EXERCISE BRIEF
Below is some material; set it all down exactly, apart from the pictures.

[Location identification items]
************

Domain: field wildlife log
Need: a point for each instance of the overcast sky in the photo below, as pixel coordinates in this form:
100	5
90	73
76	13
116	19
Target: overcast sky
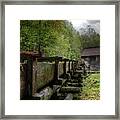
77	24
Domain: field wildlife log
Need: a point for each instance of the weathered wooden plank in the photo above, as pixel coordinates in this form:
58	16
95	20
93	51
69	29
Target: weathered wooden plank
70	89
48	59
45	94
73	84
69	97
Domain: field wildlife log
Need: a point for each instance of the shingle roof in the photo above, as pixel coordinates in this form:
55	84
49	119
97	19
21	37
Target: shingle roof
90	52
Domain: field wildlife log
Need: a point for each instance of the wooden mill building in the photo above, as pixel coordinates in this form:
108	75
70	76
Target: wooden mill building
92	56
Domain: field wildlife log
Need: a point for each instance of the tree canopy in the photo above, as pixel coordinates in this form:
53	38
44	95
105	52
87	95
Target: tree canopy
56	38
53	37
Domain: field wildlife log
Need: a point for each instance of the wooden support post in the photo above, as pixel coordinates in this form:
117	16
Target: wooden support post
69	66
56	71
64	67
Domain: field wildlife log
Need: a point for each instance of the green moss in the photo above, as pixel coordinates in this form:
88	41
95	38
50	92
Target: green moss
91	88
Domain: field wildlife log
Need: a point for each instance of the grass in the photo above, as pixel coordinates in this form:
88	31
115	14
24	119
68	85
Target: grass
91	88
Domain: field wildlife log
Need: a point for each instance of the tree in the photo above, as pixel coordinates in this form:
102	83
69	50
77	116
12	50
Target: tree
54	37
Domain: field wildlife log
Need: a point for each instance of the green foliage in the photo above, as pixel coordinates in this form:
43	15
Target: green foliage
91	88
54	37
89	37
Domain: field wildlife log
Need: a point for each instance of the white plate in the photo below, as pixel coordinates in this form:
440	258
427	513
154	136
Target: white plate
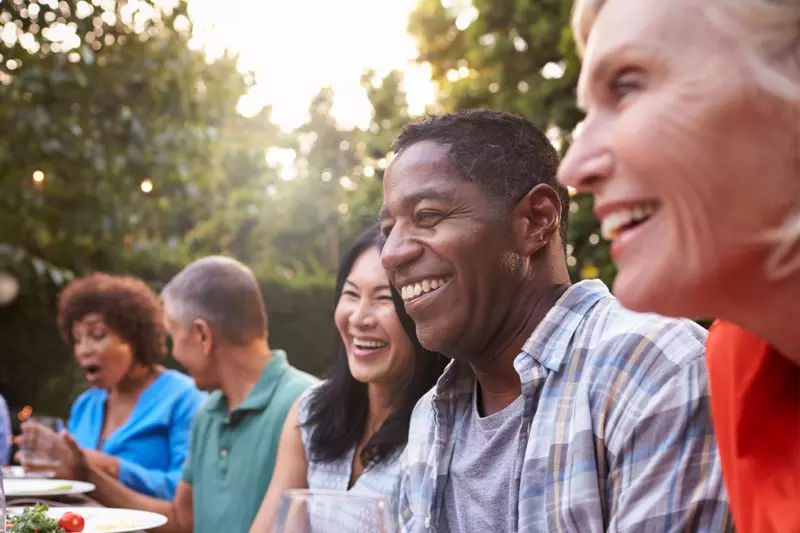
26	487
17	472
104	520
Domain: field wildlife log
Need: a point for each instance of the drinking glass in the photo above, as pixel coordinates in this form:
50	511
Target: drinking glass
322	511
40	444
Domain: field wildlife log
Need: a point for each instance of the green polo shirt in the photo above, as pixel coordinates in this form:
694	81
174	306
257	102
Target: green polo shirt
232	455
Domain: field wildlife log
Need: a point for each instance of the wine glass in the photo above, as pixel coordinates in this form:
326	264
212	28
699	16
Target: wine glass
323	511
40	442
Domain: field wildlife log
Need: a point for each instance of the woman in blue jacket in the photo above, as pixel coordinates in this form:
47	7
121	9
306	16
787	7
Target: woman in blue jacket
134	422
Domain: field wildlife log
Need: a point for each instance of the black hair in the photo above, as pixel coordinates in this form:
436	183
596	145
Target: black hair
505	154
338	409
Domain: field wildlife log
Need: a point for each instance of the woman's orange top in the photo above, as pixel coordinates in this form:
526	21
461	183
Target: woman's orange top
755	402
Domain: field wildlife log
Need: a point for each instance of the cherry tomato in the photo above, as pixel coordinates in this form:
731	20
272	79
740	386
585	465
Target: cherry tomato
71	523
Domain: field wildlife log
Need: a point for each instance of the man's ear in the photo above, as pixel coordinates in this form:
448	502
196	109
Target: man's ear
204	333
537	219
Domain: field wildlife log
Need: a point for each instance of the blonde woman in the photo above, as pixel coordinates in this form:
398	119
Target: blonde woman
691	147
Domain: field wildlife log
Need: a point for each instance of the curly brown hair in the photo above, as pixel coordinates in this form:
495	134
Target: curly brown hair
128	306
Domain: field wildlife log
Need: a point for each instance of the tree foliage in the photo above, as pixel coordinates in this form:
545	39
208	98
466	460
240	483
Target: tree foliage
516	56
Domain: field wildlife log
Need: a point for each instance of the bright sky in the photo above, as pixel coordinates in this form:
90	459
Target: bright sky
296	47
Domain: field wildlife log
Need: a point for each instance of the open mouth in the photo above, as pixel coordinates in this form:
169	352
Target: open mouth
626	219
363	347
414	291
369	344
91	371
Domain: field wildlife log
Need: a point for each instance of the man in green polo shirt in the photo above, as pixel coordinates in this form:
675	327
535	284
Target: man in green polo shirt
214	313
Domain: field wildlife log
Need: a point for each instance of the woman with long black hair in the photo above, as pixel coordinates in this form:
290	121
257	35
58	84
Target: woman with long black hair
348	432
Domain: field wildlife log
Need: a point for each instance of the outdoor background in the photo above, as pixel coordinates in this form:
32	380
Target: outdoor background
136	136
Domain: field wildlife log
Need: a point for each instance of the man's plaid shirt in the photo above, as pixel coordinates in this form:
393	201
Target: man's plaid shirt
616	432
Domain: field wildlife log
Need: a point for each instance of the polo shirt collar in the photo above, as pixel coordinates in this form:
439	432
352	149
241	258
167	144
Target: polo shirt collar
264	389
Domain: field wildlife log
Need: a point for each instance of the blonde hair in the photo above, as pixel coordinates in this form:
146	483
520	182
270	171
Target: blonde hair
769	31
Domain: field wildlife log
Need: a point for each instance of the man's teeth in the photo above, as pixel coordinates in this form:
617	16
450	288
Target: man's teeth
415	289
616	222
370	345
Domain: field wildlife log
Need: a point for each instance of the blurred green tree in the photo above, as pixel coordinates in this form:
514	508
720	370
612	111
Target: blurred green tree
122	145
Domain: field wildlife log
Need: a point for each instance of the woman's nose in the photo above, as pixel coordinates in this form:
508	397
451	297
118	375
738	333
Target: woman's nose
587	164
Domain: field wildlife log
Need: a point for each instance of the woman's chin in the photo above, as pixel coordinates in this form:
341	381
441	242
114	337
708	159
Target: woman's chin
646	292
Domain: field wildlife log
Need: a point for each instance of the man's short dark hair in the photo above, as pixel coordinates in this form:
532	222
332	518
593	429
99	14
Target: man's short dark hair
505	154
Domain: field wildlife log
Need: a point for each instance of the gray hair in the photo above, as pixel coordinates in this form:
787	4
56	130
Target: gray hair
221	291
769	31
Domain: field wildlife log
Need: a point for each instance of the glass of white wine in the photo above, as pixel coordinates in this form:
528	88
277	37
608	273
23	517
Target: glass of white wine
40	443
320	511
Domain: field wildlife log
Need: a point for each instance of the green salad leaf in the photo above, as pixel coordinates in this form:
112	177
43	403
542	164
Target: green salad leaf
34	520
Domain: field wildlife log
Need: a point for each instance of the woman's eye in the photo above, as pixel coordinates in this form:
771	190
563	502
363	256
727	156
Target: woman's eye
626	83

************

EXERCISE ANSWER
Domain: field wildlife log
Need: a point for each instance of the overcast sky in the photo below, as pixel coordinates in this form:
100	5
90	73
76	13
116	19
Target: overcast sky
77	24
Domain: field wildlife log
Need: a point for each instance of the weathered wooden plank in the photo above, as pixel coordinates in this form:
58	16
95	20
93	51
69	29
Target: weathered wooden plank
70	89
48	59
45	94
73	84
69	97
Domain: field wildlife log
Need: a point for each instance of the shingle roof in the photo above, as pixel coordinates in this form:
55	84
49	119
97	19
21	37
Target: shingle roof
90	52
Domain: field wildlife log
Need: a point for each instance of the wooden mill building in the photo above, as pixel coordinates in this form:
108	75
70	76
Target: wooden mill building
92	56
Domain: field wildlife log
Need: a point for each instance of the tree canopy in the photo above, as pixel coordinates in this form:
53	38
44	95
105	52
87	95
Target: tree canopy
56	38
53	37
Domain: field wildlife log
Need: a point for each instance of the wooden support post in the photo above, as pixel coordinates in this form:
117	16
Target: wooden support post
69	66
56	71
64	67
Domain: field wildlife log
Need: a point for each instance of the green moss in the photo above, as pixel coordinates in this form:
88	41
95	38
50	92
Target: green moss
91	88
Domain: field wildlife log
Need: a point for each instance of the grass in the photo above, as pixel coordinates in this form:
88	31
115	14
24	119
68	85
Target: grass
91	88
Domain: field wildlife log
Need: a point for each instance of the tree in the photo above, as pixel coordinates in this form:
102	83
69	50
77	116
12	50
Target: tree
54	37
Domain: field wildlife log
Need: a point for each instance of the green foliage in the photo above, as pixel coordinates in this form:
43	15
Target: green foliage
91	88
54	37
89	37
Domain: field wildlife log
Need: a point for each instance of the white plate in the photo below, as pixel coordinates in this form:
440	258
427	513
154	136
Target: white plate
26	487
17	472
104	520
Domain: field wildlife log
Need: a point for each instance of the drinking glass in the photo above, as pixel coordinates in this form:
50	511
Target: drinking glass
322	511
40	444
Domain: field wildlife log
Need: a point for each instance of the green polo shirt in the photo above, as pixel coordinates in this form:
694	81
174	306
257	102
Target: green polo shirt
232	455
Domain: field wildlife log
Need: a point for each instance of the wine glass in the photo above, as pixel coordinates in this form:
326	264
212	28
699	16
Target: wine glass
323	511
40	442
Domain: field wildlife log
Need: a point for each instance of the woman in blue jacket in the photo above, as pixel coordinates in this form:
47	7
121	9
306	16
787	7
Target: woman in blue jacket
134	422
Domain: field wildlife log
Need: a point for each instance of the black hair in the photo above, as pixel coordinates in this form:
436	183
596	145
Target: black hair
505	154
338	409
Domain: field wildlife log
Need: a point for each instance of the woman's orange top in the photo above, as pixel coordinates in this form:
526	21
461	183
Target: woman's orange top
755	402
Domain: field wildlife log
Need: a point for each instance of the cherry tomato in the photo above, as pixel coordinates in this form:
731	20
272	79
740	386
585	465
Target: cherry tomato
71	523
Domain: field wildlife log
Need: a point for each instance of the man's ear in the photo above, as pixel coordinates in this form:
448	502
196	109
Target: man's ear
204	333
537	219
Domain: field wildlife log
Need: a point for each instance of the blonde woman in the photo above, as pixel coordinates in this form:
398	119
Target: blonde woman
691	147
Domain: field wildlife log
Need: a point for each instance of the curly brown hair in the photo above, as pixel coordinates in this form:
495	134
Target: curly brown hair
128	306
Domain: field wildlife log
Need: a point for each instance of the tree foliage in the photo above, as pixel coordinates in this form:
545	39
208	98
466	460
240	483
Target: tree foliage
516	56
Domain: field wildlife log
Need: a point for each instance of the bright sky in the photo above, as pixel coordinates in this form:
90	459
Target: bright sky
296	47
Domain: field wildlife log
Need: a point for each instance of the open mouth in the photo above, as pixel coordinates in this form:
169	352
Target: open mouth
626	219
363	347
414	291
369	344
91	371
Domain: field wildlife log
Need: a point for each instance of the man in green polo shirt in the photo above, as pixel coordinates in this form:
675	327
535	284
Target: man in green polo shirt
214	313
Domain: field wildlife log
Need: a point for each instance of the woman with long black hair in the photo above, as pixel coordinates in this form:
290	121
257	35
58	84
Target: woman with long black hair
348	432
Domain: field wildlife log
Need: a point for each instance of the outdoor background in the photo above, as pixel coordinates in this form:
32	380
Target: outdoor background
136	136
Domain: field wildlife log
Need: a point for each instance of the man's plaid shirt in the photo above, as pixel coordinates in this form:
393	201
Target: man's plaid shirt
616	432
Domain: field wildlife log
Need: a point for each instance of the polo shirt collar in the photo above, as pixel coordinates in this form:
439	432
352	149
241	258
167	144
Target: polo shirt collar
264	389
Domain: field wildlife log
Need: a point for each instance of the blonde hair in the photo above, as pixel coordinates in this form:
146	483
520	182
270	171
Target: blonde hair
769	31
Domain: field wildlife log
Need: a point for each instance of the man's teeth in the photo above, as pixel coordinates in this form:
617	16
450	288
Target: man's teeth
415	289
616	222
370	345
Domain: field wildlife log
Need: a point for each instance of the blurred green tree in the photo above, as pixel coordinates in this form:
514	508
720	370
612	111
Target: blurred green tree
122	145
Domain: field wildlife log
Need: a point for each instance of the woman's nose in the photo above, as pixel coordinates in this form:
508	397
451	297
118	375
738	333
Target: woman's nose
587	164
Domain: field wildlife log
Need: a point for each instance of the woman's chin in the photo above, as pixel coordinates in this form:
341	381
441	242
114	337
708	159
Target: woman's chin
646	292
Domain: field wildlife log
Need: a point for each instance of the man's short dark hair in the photo above, as pixel coordinates in this form:
532	222
332	518
593	429
99	14
Target: man's short dark hair
505	154
Domain: field wildlife log
Need: a point for each instance of the gray hair in the photo above, as pixel coordinates in this form:
787	4
56	130
Target: gray hair
221	291
769	31
Domain: field wildlife log
Need: a point for each instance of the glass of white wine in the photo above, as pixel coordinates in this form:
528	88
277	37
608	273
23	517
Target: glass of white wine
40	443
320	511
Domain: field wildlife log
Need: a point for each instance of the green salad leaf in the photo above, as pixel coordinates in this form:
112	177
43	403
542	164
Target: green salad leaf
34	520
Domain: field wildlife log
Need: a point for each instance of the woman's eye in the photo above, as pixel coordinates in this form:
771	190
563	502
363	256
727	156
Target: woman's eye
626	83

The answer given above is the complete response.